**** Material provided ****

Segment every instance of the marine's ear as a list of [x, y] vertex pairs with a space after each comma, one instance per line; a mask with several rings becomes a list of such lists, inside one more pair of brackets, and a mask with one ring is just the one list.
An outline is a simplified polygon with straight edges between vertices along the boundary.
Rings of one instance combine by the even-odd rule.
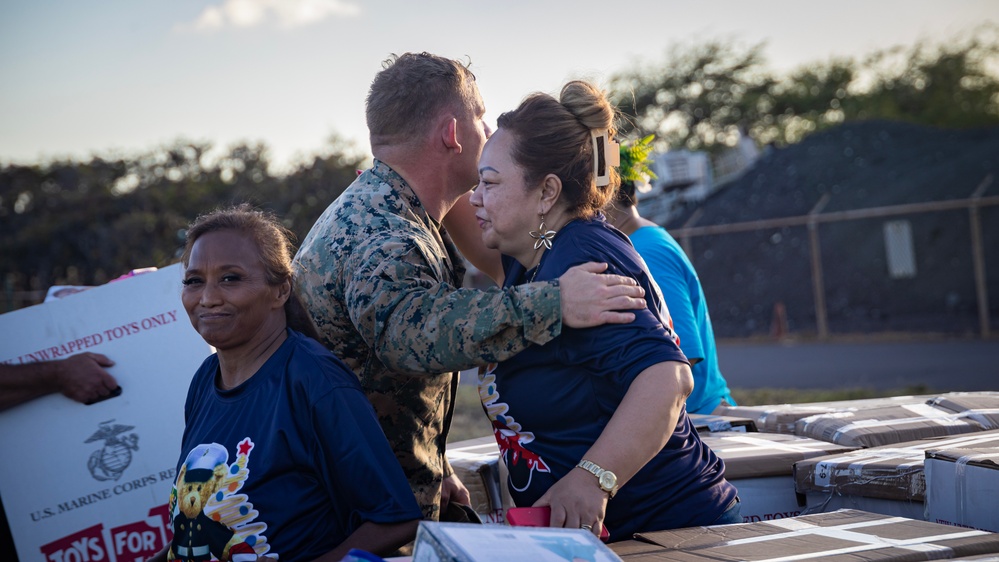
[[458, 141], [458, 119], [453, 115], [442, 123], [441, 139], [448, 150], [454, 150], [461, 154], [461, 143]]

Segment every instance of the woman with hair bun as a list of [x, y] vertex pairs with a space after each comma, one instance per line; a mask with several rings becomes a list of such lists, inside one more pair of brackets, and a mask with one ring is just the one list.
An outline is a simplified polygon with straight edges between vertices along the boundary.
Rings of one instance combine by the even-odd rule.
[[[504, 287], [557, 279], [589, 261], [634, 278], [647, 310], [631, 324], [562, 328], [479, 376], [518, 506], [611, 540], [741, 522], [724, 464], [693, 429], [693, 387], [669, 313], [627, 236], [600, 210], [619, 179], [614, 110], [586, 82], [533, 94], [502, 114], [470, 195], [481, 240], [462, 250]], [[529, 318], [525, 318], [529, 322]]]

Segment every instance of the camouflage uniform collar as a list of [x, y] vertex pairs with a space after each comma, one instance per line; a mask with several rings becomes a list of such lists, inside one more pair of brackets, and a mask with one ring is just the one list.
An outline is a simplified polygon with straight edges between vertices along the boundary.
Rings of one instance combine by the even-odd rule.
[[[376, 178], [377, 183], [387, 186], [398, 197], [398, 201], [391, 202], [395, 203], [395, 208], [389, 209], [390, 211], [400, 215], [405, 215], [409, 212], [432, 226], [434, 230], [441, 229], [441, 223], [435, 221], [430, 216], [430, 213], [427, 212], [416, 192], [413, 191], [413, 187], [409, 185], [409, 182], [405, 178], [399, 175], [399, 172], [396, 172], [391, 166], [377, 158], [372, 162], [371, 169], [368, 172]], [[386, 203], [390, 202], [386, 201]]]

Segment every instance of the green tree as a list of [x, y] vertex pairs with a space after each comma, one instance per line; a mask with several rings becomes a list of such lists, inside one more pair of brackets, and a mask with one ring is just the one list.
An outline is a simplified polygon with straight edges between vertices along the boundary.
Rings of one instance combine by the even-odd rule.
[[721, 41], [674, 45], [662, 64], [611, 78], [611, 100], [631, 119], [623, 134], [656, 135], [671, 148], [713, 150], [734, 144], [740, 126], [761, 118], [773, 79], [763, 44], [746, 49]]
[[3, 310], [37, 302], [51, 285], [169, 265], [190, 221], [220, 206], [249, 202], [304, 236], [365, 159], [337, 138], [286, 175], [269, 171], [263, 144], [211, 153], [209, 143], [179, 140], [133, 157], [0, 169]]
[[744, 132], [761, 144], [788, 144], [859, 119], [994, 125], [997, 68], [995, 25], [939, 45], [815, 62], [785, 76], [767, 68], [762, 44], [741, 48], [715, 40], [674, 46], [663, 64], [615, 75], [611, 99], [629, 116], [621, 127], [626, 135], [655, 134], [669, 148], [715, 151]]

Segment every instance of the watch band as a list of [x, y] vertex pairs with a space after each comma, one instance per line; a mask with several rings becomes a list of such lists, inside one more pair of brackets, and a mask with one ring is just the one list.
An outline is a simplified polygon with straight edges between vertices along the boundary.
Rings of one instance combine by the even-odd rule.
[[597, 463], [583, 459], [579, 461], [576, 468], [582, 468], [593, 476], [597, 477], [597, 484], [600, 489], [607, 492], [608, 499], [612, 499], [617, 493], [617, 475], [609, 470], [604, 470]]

****

## What you need to do
Output every record above exactly, leaving out the pictures.

## Expected output
Segment every instance of the marine's ear as a list of [x, y] vertex pairs with a space after each comma, one instance per line; a mask with several rings becomes a list of such lists, inside one more pair of brackets, and a mask with one ring is just the one list.
An outline is a simplified polygon with straight edges between vertices along the boundary.
Rings of one instance combine by the even-odd rule.
[[458, 141], [458, 119], [453, 115], [442, 123], [441, 139], [448, 150], [454, 150], [461, 154], [461, 143]]

Segment every instance of the woman with hair bun as a list of [x, y] vertex pairs with a space after each comma, one instance per line; a mask with several rings becomes a list of such lists, inside one more pair of brackets, and a mask with one ring is just the one list.
An outline is a simplified polygon with straight edges between vertices along the boundary.
Rings of one instance combine by the even-odd rule.
[[[504, 287], [557, 279], [589, 261], [634, 278], [647, 310], [631, 324], [562, 328], [479, 376], [518, 506], [611, 540], [741, 522], [724, 464], [693, 429], [693, 387], [669, 313], [627, 236], [600, 210], [619, 179], [614, 110], [586, 82], [533, 94], [502, 114], [470, 195], [481, 240], [462, 250]], [[529, 318], [525, 318], [529, 322]]]

Segment every instance of the camouflage uniform collar as a list of [x, y] vertex pairs with a space after each comma, one instance per line; a mask with several rings becomes a list of such lists, inside one more pair of brackets, and a mask with one ring is just the one list.
An outline is a simplified polygon with straight edges between vertices along the boundary.
Rings of one instance combine by the even-odd rule.
[[[376, 178], [377, 183], [387, 186], [398, 197], [398, 201], [391, 202], [395, 203], [395, 208], [389, 209], [390, 211], [400, 215], [405, 215], [409, 212], [432, 226], [434, 230], [441, 229], [441, 223], [435, 221], [430, 216], [430, 213], [427, 212], [416, 192], [413, 191], [413, 187], [409, 185], [409, 182], [405, 178], [399, 175], [399, 172], [396, 172], [391, 166], [377, 158], [372, 162], [371, 169], [368, 172]], [[386, 203], [390, 202], [386, 201]]]

Segment every instance of the green tree as a list of [x, y] vertex pairs with a space after each comma, one instance per line; a mask with several rings becomes a list of such lists, inside one more pair of brackets, and a mask with one ring is just the one list.
An outline is a simplified polygon with straight edges between vertices along the boundary.
Rings of one instance combine by the even-odd rule.
[[721, 41], [674, 45], [662, 64], [611, 78], [611, 100], [631, 119], [623, 134], [656, 135], [671, 148], [713, 150], [734, 144], [740, 126], [761, 118], [773, 79], [763, 44], [746, 49]]
[[3, 310], [37, 302], [51, 285], [169, 265], [190, 221], [220, 206], [249, 202], [304, 236], [365, 159], [337, 138], [286, 175], [269, 171], [263, 144], [211, 153], [209, 143], [179, 140], [133, 157], [0, 169]]
[[744, 132], [761, 144], [788, 144], [859, 119], [994, 125], [997, 68], [995, 25], [939, 45], [815, 62], [785, 76], [767, 68], [762, 44], [741, 48], [715, 40], [674, 46], [663, 64], [615, 75], [611, 99], [629, 116], [621, 127], [626, 135], [655, 134], [669, 148], [715, 151]]

Segment every instance of the watch band as a list of [x, y] vertex pairs with a space after each comma, one instance per line; a mask with several rings becomes a list of such lists, inside one more pair of brackets, and a mask with one ring is just the one list.
An outline is a simplified polygon with straight edges between vertices along the boundary.
Rings of one instance combine by the even-odd rule.
[[597, 463], [583, 459], [579, 461], [576, 468], [582, 468], [593, 476], [597, 477], [597, 484], [600, 489], [607, 492], [608, 499], [612, 499], [617, 493], [617, 475], [609, 470], [604, 470]]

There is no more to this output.